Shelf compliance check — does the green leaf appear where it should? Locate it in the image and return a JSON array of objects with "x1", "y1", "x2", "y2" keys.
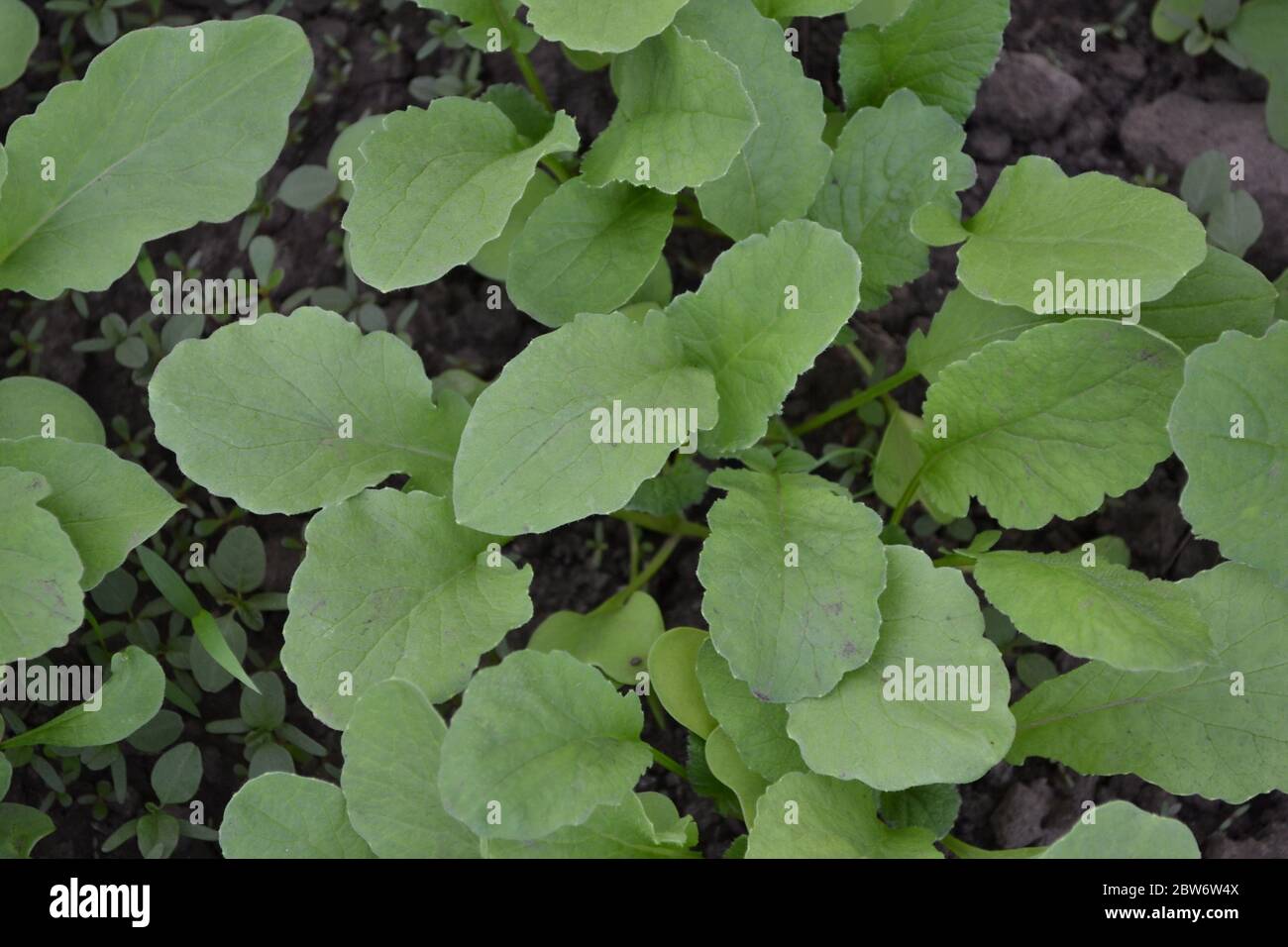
[
  {"x1": 921, "y1": 318, "x2": 1182, "y2": 530},
  {"x1": 1227, "y1": 0, "x2": 1288, "y2": 149},
  {"x1": 649, "y1": 627, "x2": 717, "y2": 742},
  {"x1": 747, "y1": 773, "x2": 941, "y2": 858},
  {"x1": 527, "y1": 0, "x2": 688, "y2": 53},
  {"x1": 138, "y1": 546, "x2": 203, "y2": 620},
  {"x1": 219, "y1": 773, "x2": 374, "y2": 858},
  {"x1": 1149, "y1": 0, "x2": 1205, "y2": 43},
  {"x1": 210, "y1": 526, "x2": 268, "y2": 595},
  {"x1": 0, "y1": 437, "x2": 180, "y2": 588},
  {"x1": 841, "y1": 0, "x2": 1012, "y2": 124},
  {"x1": 897, "y1": 286, "x2": 1045, "y2": 383},
  {"x1": 909, "y1": 248, "x2": 1276, "y2": 381},
  {"x1": 471, "y1": 170, "x2": 559, "y2": 282},
  {"x1": 1181, "y1": 150, "x2": 1231, "y2": 217},
  {"x1": 152, "y1": 743, "x2": 202, "y2": 805},
  {"x1": 698, "y1": 469, "x2": 885, "y2": 705},
  {"x1": 149, "y1": 307, "x2": 452, "y2": 513},
  {"x1": 626, "y1": 456, "x2": 707, "y2": 517},
  {"x1": 755, "y1": 0, "x2": 859, "y2": 13},
  {"x1": 704, "y1": 727, "x2": 769, "y2": 828},
  {"x1": 975, "y1": 550, "x2": 1212, "y2": 672},
  {"x1": 1008, "y1": 563, "x2": 1288, "y2": 802},
  {"x1": 192, "y1": 609, "x2": 259, "y2": 693},
  {"x1": 0, "y1": 644, "x2": 164, "y2": 750},
  {"x1": 914, "y1": 156, "x2": 1207, "y2": 312},
  {"x1": 675, "y1": 0, "x2": 832, "y2": 240},
  {"x1": 438, "y1": 651, "x2": 652, "y2": 840},
  {"x1": 695, "y1": 642, "x2": 805, "y2": 783},
  {"x1": 811, "y1": 89, "x2": 975, "y2": 310},
  {"x1": 0, "y1": 0, "x2": 40, "y2": 90},
  {"x1": 277, "y1": 164, "x2": 338, "y2": 211},
  {"x1": 1035, "y1": 801, "x2": 1199, "y2": 858},
  {"x1": 787, "y1": 546, "x2": 1015, "y2": 791},
  {"x1": 1167, "y1": 322, "x2": 1288, "y2": 581},
  {"x1": 1208, "y1": 191, "x2": 1265, "y2": 257},
  {"x1": 483, "y1": 792, "x2": 698, "y2": 860},
  {"x1": 528, "y1": 591, "x2": 666, "y2": 686},
  {"x1": 0, "y1": 17, "x2": 313, "y2": 299},
  {"x1": 506, "y1": 177, "x2": 675, "y2": 326},
  {"x1": 880, "y1": 783, "x2": 962, "y2": 839},
  {"x1": 0, "y1": 467, "x2": 85, "y2": 664},
  {"x1": 343, "y1": 95, "x2": 580, "y2": 292},
  {"x1": 340, "y1": 681, "x2": 480, "y2": 858},
  {"x1": 0, "y1": 802, "x2": 54, "y2": 860},
  {"x1": 666, "y1": 220, "x2": 860, "y2": 454},
  {"x1": 0, "y1": 378, "x2": 107, "y2": 446},
  {"x1": 1140, "y1": 248, "x2": 1276, "y2": 352},
  {"x1": 581, "y1": 27, "x2": 757, "y2": 194},
  {"x1": 872, "y1": 409, "x2": 952, "y2": 523},
  {"x1": 282, "y1": 489, "x2": 532, "y2": 729},
  {"x1": 454, "y1": 313, "x2": 716, "y2": 535}
]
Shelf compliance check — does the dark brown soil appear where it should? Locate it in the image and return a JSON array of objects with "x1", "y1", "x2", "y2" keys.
[{"x1": 0, "y1": 0, "x2": 1288, "y2": 857}]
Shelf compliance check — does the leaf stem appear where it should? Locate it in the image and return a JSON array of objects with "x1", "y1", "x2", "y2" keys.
[
  {"x1": 793, "y1": 365, "x2": 918, "y2": 436},
  {"x1": 647, "y1": 743, "x2": 690, "y2": 780},
  {"x1": 890, "y1": 467, "x2": 924, "y2": 526}
]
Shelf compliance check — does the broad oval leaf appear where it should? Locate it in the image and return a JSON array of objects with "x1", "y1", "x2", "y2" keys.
[
  {"x1": 675, "y1": 0, "x2": 832, "y2": 240},
  {"x1": 787, "y1": 546, "x2": 1015, "y2": 791},
  {"x1": 698, "y1": 471, "x2": 886, "y2": 705},
  {"x1": 0, "y1": 467, "x2": 85, "y2": 665},
  {"x1": 978, "y1": 550, "x2": 1212, "y2": 675},
  {"x1": 913, "y1": 155, "x2": 1207, "y2": 312},
  {"x1": 438, "y1": 651, "x2": 652, "y2": 840},
  {"x1": 0, "y1": 0, "x2": 40, "y2": 90},
  {"x1": 811, "y1": 89, "x2": 975, "y2": 310},
  {"x1": 918, "y1": 318, "x2": 1184, "y2": 530},
  {"x1": 527, "y1": 0, "x2": 688, "y2": 53},
  {"x1": 343, "y1": 95, "x2": 580, "y2": 292},
  {"x1": 454, "y1": 313, "x2": 716, "y2": 535},
  {"x1": 506, "y1": 177, "x2": 675, "y2": 326},
  {"x1": 282, "y1": 489, "x2": 532, "y2": 729},
  {"x1": 0, "y1": 437, "x2": 181, "y2": 588},
  {"x1": 666, "y1": 220, "x2": 862, "y2": 454},
  {"x1": 1008, "y1": 563, "x2": 1288, "y2": 802},
  {"x1": 0, "y1": 17, "x2": 313, "y2": 299},
  {"x1": 0, "y1": 374, "x2": 107, "y2": 446},
  {"x1": 581, "y1": 27, "x2": 757, "y2": 194},
  {"x1": 219, "y1": 773, "x2": 374, "y2": 858},
  {"x1": 152, "y1": 743, "x2": 203, "y2": 805},
  {"x1": 1167, "y1": 322, "x2": 1288, "y2": 579},
  {"x1": 840, "y1": 0, "x2": 1012, "y2": 124},
  {"x1": 747, "y1": 773, "x2": 943, "y2": 858},
  {"x1": 340, "y1": 679, "x2": 480, "y2": 858},
  {"x1": 695, "y1": 640, "x2": 805, "y2": 783},
  {"x1": 0, "y1": 644, "x2": 164, "y2": 750},
  {"x1": 149, "y1": 307, "x2": 454, "y2": 513}
]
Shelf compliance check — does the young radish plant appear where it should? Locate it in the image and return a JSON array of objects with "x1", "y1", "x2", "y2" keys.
[{"x1": 0, "y1": 0, "x2": 1288, "y2": 858}]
- - - - -
Exercise directions ::
Add 47 to every bounding box coordinate in the answers, from the line containing "Shelf compliance check — does the young" through the end of the records, inclusive. Write out all of those lines again, requests included.

The output ::
Shelf compliance check — does the young radish plant appear where it should? Locate it in the image and return a JSON array of objects with "x1", "y1", "x2", "y2" keys.
[{"x1": 47, "y1": 47, "x2": 1335, "y2": 905}]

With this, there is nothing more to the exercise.